*Source document*.
- - -
AN AGEING population may be a concern and a challenge for many nations, but global professional services firm Deloitte says ageing populations will also generate a growth cluster of new business opportunities for this region - and Singapore, in particular.
In the third edition of its "Voice of Asia" series, which looks at the challenges and opportunities facing the region, Deloitte says those aged over 65 in Asia are the largest and fastest growing market in the world. They are expected to grow from a population of 365 million this year, to more than 520 million in 2027, to over one billion just after the middle of this century.
In fact, says Deloitte, by 2042, there will be more over-65s in Asia than the total populations of the Eurozone and North America combined.
And these over-65s will provide a target-rich environment of business opportunities, notably in the healthcare and related sectors.
Chris Richardson, Deloitte Australia economist, said: "Ageing populations may well be challenging to some nations, but they will also present some incredible business opportunities within those same nations. Our analysis shows that ageing will produce some very large winners at the industry level, particularly in Asia."
Deloitte's report acknowledges that ageing will slow overall economic growth rates in a number of countries. Hong Kong is set to be hit harder than anywhere else in Asia as its workforce ages fast, but the likes of China, Vietnam, and Australia will all see their economies witness slower growth due to their ageing population.
Singapore, in particular, is already grappling with a rapidly ageing population and an extremely low birth rate; and its government has suggested the country will age more rapidly than any other society in the world, Deloitte's report notes.
- - -
*Entries supplied*.
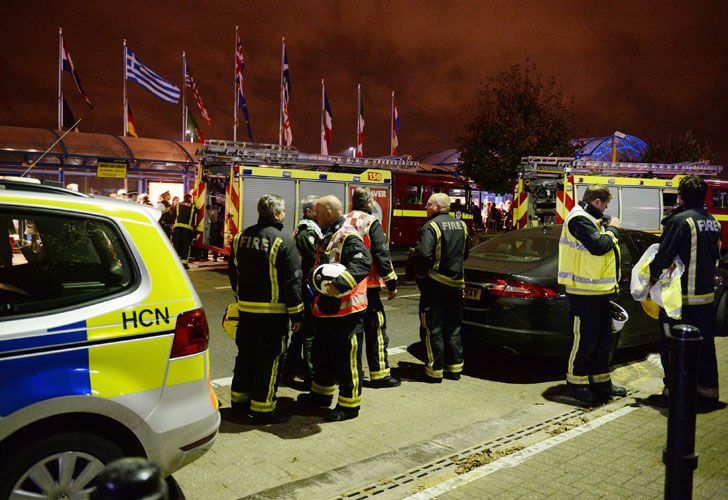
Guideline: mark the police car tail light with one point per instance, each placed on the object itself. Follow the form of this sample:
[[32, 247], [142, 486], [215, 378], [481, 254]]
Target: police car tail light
[[507, 288], [191, 334]]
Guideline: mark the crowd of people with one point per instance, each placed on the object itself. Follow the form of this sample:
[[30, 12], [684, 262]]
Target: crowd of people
[[280, 280]]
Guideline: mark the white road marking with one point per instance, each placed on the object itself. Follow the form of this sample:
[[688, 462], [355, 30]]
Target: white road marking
[[519, 457], [226, 381]]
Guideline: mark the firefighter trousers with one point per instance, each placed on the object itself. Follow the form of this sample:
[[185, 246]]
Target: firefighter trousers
[[261, 341], [182, 240], [701, 317], [375, 336], [591, 326], [337, 352], [441, 316]]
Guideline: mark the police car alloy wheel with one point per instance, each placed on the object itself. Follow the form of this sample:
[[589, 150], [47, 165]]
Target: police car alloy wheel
[[62, 466]]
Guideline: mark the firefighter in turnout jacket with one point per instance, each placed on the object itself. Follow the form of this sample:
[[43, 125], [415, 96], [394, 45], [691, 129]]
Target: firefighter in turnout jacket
[[183, 229], [439, 258], [589, 269], [339, 314], [381, 275], [693, 235], [265, 273]]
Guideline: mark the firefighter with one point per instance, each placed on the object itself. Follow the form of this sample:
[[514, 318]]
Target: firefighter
[[307, 235], [183, 229], [265, 273], [693, 235], [439, 258], [589, 269], [382, 274], [339, 314]]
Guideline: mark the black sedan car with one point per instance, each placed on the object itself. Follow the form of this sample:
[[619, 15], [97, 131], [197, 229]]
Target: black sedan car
[[513, 301]]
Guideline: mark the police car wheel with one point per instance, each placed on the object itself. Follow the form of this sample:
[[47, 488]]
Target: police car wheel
[[59, 466]]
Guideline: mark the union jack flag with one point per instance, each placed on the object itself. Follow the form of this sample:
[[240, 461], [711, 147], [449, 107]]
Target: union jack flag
[[190, 83]]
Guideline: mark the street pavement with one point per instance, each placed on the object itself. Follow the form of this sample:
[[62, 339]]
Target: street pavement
[[505, 430]]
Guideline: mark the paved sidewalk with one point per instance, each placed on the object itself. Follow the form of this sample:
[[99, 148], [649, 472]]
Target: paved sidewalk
[[485, 436]]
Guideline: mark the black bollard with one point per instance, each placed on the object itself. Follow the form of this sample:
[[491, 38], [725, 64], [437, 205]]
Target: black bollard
[[130, 479], [679, 456]]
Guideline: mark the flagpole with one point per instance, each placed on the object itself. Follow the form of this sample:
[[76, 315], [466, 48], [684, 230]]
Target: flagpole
[[358, 119], [323, 125], [280, 112], [235, 87], [126, 103], [184, 81], [60, 72], [391, 128]]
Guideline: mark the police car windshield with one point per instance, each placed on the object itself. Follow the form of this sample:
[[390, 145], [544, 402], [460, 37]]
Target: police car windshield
[[519, 246]]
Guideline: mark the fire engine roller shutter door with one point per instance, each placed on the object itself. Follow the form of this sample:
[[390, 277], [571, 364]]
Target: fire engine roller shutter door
[[641, 208], [254, 188], [613, 210], [322, 188]]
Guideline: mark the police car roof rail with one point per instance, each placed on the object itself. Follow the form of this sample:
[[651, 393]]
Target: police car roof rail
[[249, 153], [545, 164]]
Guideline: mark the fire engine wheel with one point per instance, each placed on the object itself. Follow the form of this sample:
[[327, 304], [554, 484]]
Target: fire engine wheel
[[59, 466]]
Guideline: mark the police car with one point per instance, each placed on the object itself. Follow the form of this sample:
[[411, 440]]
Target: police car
[[103, 343]]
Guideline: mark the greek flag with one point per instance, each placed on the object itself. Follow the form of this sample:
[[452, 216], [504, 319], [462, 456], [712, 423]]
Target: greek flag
[[139, 72]]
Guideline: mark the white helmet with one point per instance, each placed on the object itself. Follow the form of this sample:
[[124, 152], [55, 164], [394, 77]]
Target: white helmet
[[619, 316], [325, 273]]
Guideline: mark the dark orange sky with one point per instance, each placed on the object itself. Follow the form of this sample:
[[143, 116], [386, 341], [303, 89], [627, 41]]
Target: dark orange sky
[[646, 68]]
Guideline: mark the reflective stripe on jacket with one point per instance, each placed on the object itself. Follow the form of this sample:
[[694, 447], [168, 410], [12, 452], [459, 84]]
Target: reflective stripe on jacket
[[363, 221], [355, 299], [581, 272]]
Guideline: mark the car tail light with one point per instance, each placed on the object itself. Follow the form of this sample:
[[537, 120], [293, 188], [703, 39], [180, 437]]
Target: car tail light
[[507, 288], [191, 334]]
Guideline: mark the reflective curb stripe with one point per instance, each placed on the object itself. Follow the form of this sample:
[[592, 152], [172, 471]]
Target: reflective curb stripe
[[239, 397], [295, 309], [262, 307], [693, 257], [272, 269], [438, 245], [324, 390], [445, 280]]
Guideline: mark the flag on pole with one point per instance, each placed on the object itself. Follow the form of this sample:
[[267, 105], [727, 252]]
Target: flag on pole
[[139, 72], [360, 127], [239, 67], [395, 127], [194, 132], [130, 123], [190, 83], [285, 97], [67, 64], [68, 119], [327, 126]]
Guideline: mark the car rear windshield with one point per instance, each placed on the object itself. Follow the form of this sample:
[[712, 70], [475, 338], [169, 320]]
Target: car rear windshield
[[51, 261], [519, 246]]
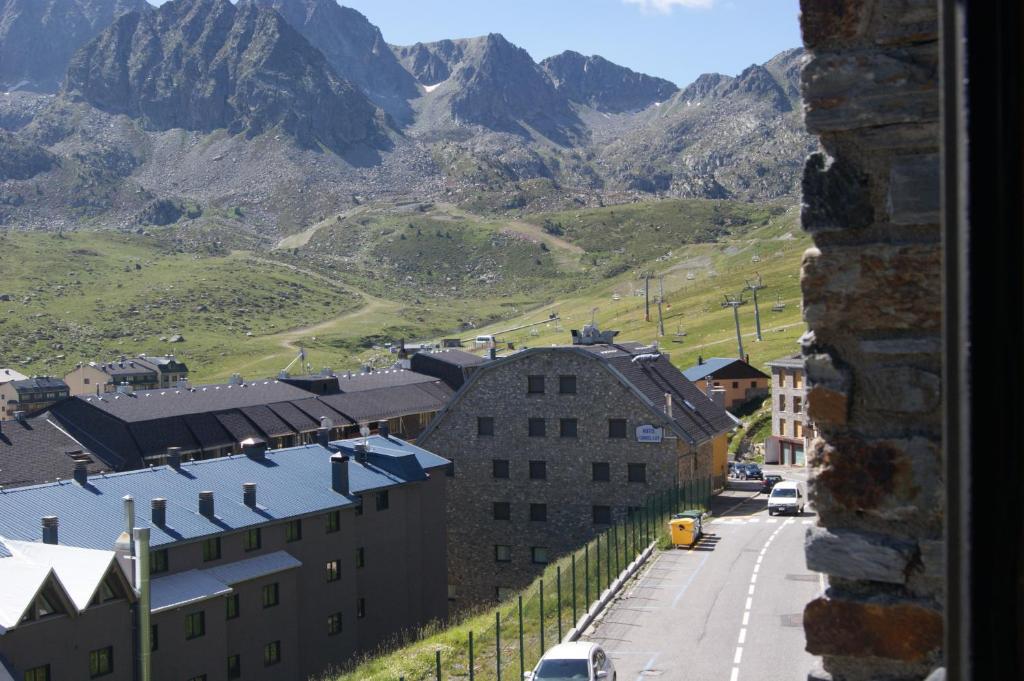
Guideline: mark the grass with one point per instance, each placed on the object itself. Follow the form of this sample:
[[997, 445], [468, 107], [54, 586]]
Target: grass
[[360, 280]]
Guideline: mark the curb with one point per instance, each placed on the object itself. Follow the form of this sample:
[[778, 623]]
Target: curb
[[588, 619]]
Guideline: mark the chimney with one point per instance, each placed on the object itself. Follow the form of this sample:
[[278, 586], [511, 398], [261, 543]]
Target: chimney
[[50, 529], [81, 473], [206, 504], [339, 473], [254, 449], [159, 511]]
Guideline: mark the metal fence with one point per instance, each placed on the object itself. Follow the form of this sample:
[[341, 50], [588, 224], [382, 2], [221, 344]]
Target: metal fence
[[541, 615]]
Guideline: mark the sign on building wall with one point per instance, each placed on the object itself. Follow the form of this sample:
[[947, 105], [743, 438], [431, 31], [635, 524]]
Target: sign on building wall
[[648, 433]]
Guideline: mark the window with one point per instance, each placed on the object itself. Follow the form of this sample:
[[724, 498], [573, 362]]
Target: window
[[252, 540], [195, 625], [38, 673], [271, 653], [211, 549], [333, 523], [100, 662], [270, 595], [538, 470], [485, 425], [616, 428], [334, 624]]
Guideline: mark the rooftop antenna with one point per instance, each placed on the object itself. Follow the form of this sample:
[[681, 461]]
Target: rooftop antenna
[[734, 302], [754, 287]]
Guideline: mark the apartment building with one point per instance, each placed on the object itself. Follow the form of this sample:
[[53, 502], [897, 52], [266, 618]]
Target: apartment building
[[31, 395], [267, 565], [550, 445], [737, 378], [792, 430]]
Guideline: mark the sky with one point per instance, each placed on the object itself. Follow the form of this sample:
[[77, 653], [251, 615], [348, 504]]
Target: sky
[[673, 39]]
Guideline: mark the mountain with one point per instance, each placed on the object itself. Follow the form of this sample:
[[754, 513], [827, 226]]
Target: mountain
[[355, 49], [607, 87], [207, 65], [721, 136], [496, 85], [39, 37]]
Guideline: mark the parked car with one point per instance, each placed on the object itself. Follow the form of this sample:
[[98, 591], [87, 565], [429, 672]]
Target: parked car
[[581, 661], [751, 472], [787, 497]]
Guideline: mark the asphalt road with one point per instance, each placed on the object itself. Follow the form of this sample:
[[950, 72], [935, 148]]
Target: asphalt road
[[728, 609]]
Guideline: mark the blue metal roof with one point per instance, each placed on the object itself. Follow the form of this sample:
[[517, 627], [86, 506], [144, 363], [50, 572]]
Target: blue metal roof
[[712, 365], [290, 482]]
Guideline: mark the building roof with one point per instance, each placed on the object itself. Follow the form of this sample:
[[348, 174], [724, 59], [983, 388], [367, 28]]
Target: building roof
[[8, 375], [39, 451], [290, 482], [40, 383], [723, 368], [791, 362]]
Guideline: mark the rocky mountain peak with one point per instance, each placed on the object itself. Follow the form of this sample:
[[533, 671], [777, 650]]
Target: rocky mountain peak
[[605, 86], [205, 65]]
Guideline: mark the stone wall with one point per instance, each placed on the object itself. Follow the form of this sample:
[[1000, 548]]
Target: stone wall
[[568, 491], [871, 301]]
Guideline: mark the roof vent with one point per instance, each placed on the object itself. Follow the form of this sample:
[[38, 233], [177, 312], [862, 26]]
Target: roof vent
[[50, 523], [206, 503], [249, 494], [159, 511]]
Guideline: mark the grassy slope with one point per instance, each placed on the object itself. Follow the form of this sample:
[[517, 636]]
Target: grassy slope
[[356, 284]]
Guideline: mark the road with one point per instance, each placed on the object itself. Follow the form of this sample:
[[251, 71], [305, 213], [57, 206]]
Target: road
[[729, 609]]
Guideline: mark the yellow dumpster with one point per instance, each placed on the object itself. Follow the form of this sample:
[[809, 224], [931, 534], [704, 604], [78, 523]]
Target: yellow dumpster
[[683, 531]]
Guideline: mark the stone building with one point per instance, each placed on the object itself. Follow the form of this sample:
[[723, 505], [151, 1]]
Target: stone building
[[550, 445], [792, 430], [268, 565]]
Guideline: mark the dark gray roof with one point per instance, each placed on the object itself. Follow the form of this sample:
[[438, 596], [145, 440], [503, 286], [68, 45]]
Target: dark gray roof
[[37, 451], [148, 405]]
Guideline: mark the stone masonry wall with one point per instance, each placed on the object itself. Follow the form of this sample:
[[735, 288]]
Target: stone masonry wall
[[871, 290], [568, 491]]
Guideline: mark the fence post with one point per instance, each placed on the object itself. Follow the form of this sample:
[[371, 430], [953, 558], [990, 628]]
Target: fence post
[[522, 655], [573, 591], [558, 577], [542, 616]]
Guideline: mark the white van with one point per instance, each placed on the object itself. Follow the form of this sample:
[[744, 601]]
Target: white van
[[787, 497]]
- - -
*Assignment*. Rewrite the article on ageing populations between "In fact, says" and "and related sectors.", inclusive, changing "over-65s" to "seniors".

*Answer for this exercise*.
In fact, says Deloitte, by 2042, there will be more seniors in Asia than the total populations of the Eurozone and North America combined.
And these seniors will provide a target-rich environment of business opportunities, notably in the healthcare and related sectors.